手・肘の疾患や外傷によって
失われた機能の回復をめざす
医療法人錦秀会 阪和記念病院
(大阪府 大阪市住吉区)
最終更新日:2025/10/01


- 保険診療
- 五十肩(肩関節周囲炎)
- 関節リウマチ
- 腱鞘炎(ドゥ・ケルバン病、ばね指)
- 骨粗しょう症
- 手根管症候群
- 橈骨遠位端骨折(コレス骨折・スミス骨折)
- テニス肘(上腕骨外側上顆炎)
- ヘバーデン結節
診療部位が手足や脊椎など広範囲に及ぶ整形外科では、専門領域の細分化が進む。そんな状況も踏まえ、「阪和記念病院」では2024年10月に「手・肘・末梢神経外科センター」を新設。上肢や末梢神経に豊富な診療経験を持ち、精緻な手術を得意とする日高典昭副院長がセンター長に就任した。現在は週3回の外来診療を行いながら 、さまざまな手術や保存治療にも対応。「手・肘の障害の原因は単純な外傷から全身疾患の一症状までさまざまで、診断が難しいこともあります。手の機能障害は日常生活や仕事、スポーツや芸術などの文化活動に至るまで人生に大きく関わりますから、症状があれば早めに専門家を受診してほしい」と話す日高センター長に、同センターで扱う病気や治療法について、解説してもらった。(取材日2025年7月17日)
目次
精密な診察と種々の検査により精密に診断し、適切な手術または保存治療を行う
- Q手指や腕の治療では、どのようなことが重要になるのでしょうか?
- A
日常における「手の機能」の重要性について語る日高典昭先生
私たちの日常生活には、手の機能が欠かせません。食事を取る、入浴や洗顔、排泄には必ず手の動作が伴いますし、掃除や料理などの家事、買い物や運転、もちろん仕事や勉強にも手が必要です。スポーツや楽器演奏など、人生を彩るような多くの活動でも、手は重要な役割を果たします。病気やけがのために手や腕の機能が損なわれると、生死に関わることは少ないのですが人生の質が大きく変化してしまうのですね。そこで、当センターでは損なわれた手や指、腕の機能を回復させることを図ることによって「人生の質」の向上をめざしています。

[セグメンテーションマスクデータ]
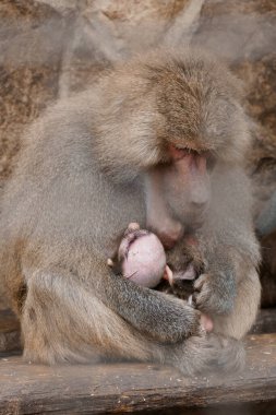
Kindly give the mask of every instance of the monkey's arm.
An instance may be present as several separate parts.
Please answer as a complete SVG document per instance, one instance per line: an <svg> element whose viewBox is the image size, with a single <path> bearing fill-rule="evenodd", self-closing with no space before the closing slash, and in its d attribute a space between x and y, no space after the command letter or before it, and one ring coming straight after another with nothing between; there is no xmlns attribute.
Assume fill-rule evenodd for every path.
<svg viewBox="0 0 276 415"><path fill-rule="evenodd" d="M217 330L241 337L255 319L261 295L251 187L242 169L221 166L213 191L209 218L197 235L205 270L194 284L196 303L215 325L219 321Z"/></svg>
<svg viewBox="0 0 276 415"><path fill-rule="evenodd" d="M276 191L273 193L264 210L256 220L256 230L261 236L268 235L276 229Z"/></svg>
<svg viewBox="0 0 276 415"><path fill-rule="evenodd" d="M104 270L105 266L105 270ZM163 342L200 333L200 312L182 300L137 286L103 264L99 299L139 331Z"/></svg>
<svg viewBox="0 0 276 415"><path fill-rule="evenodd" d="M221 168L213 182L209 216L194 235L195 247L183 241L182 258L201 274L194 283L199 309L212 316L216 331L241 337L255 319L261 293L251 190L239 169ZM179 247L178 256L170 253L172 263L173 256Z"/></svg>

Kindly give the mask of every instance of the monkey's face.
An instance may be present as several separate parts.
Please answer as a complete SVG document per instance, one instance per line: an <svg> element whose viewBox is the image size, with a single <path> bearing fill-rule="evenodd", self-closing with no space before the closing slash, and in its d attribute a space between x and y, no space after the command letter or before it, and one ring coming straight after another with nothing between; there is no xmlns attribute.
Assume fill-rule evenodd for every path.
<svg viewBox="0 0 276 415"><path fill-rule="evenodd" d="M148 171L147 227L171 248L185 230L199 228L211 202L207 154L169 146L170 162Z"/></svg>
<svg viewBox="0 0 276 415"><path fill-rule="evenodd" d="M170 146L172 162L164 171L164 197L173 217L185 227L204 222L211 202L208 154Z"/></svg>

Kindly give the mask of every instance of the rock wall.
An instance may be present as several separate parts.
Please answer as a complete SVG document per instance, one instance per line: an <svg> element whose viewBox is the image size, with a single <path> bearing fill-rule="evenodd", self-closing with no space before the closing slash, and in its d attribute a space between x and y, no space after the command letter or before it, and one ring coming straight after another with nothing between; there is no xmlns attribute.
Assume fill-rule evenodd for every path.
<svg viewBox="0 0 276 415"><path fill-rule="evenodd" d="M256 211L276 185L275 0L1 0L0 187L26 123L116 61L197 45L244 81Z"/></svg>

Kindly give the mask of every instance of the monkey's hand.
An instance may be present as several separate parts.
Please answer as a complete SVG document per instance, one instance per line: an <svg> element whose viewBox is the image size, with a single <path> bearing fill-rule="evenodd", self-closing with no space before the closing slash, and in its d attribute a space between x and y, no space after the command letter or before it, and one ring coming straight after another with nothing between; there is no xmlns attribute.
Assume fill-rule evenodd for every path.
<svg viewBox="0 0 276 415"><path fill-rule="evenodd" d="M230 272L202 274L194 282L193 301L207 315L230 315L235 298L236 280Z"/></svg>
<svg viewBox="0 0 276 415"><path fill-rule="evenodd" d="M181 298L188 298L193 293L193 282L205 269L195 239L185 238L172 250L167 252L167 263L172 270L168 278L170 292Z"/></svg>

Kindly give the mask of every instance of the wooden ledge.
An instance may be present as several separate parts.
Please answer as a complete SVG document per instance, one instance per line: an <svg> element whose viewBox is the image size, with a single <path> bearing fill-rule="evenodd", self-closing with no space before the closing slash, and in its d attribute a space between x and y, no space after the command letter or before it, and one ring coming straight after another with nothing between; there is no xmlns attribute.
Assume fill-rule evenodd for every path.
<svg viewBox="0 0 276 415"><path fill-rule="evenodd" d="M236 376L184 378L145 364L46 367L0 359L0 414L107 414L271 402L276 398L276 334L247 337Z"/></svg>

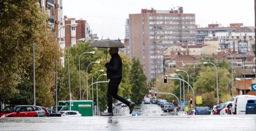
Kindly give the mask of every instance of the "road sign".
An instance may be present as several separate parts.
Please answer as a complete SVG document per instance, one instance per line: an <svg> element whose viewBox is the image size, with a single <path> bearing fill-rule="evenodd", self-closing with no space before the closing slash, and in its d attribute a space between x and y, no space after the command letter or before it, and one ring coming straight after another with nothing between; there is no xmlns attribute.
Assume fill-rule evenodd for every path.
<svg viewBox="0 0 256 131"><path fill-rule="evenodd" d="M184 110L185 111L189 111L189 107L187 106L185 106L185 109Z"/></svg>
<svg viewBox="0 0 256 131"><path fill-rule="evenodd" d="M256 91L256 83L252 83L252 91Z"/></svg>
<svg viewBox="0 0 256 131"><path fill-rule="evenodd" d="M195 103L196 103L196 104L202 104L202 96L197 96L195 97Z"/></svg>
<svg viewBox="0 0 256 131"><path fill-rule="evenodd" d="M185 101L185 106L189 106L188 104L188 101Z"/></svg>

指示:
a - 本文によると、日高センター長が手や肘に症状があれば早めに専門家を受診してほしいと話すのはなぜか。1〜3文で説明せよ。
b - 本文から、「- テニス肘(上腕骨外側上顆炎)」で始まり「- Q手指や腕の治療では、どのようなことが重要になるのでしょうか?」で終わる部分をそのまま抜き出せ。
一覧は使わなくてよい。

解答:
a - 手の機能障害は、日常生活や仕事、スポーツや芸術などの文化活動に至るまで人生に大きく関わるからである。

b -
- テニス肘(上腕骨外側上顆炎)
- ヘバーデン結節
診療部位が手足や脊椎など広範囲に及ぶ整形外科では、専門領域の細分化が進む。そんな状況も踏まえ、「阪和記念病院」では2024年10月に「手・肘・末梢神経外科センター」を新設。上肢や末梢神経に豊富な診療経験を持ち、精緻な手術を得意とする日高典昭副院長がセンター長に就任した。現在は週3回の外来診療を行いながら 、さまざまな手術や保存治療にも対応。「手・肘の障害の原因は単純な外傷から全身疾患の一症状までさまざまで、診断が難しいこともあります。手の機能障害は日常生活や仕事、スポーツや芸術などの文化活動に至るまで人生に大きく関わりますから、症状があれば早めに専門家を受診してほしい」と話す日高センター長に、同センターで扱う病気や治療法について、解説してもらった。(取材日2025年7月17日)
目次
精密な診察と種々の検査により精密に診断し、適切な手術または保存治療を行う
- Q手指や腕の治療では、どのようなことが重要になるのでしょうか?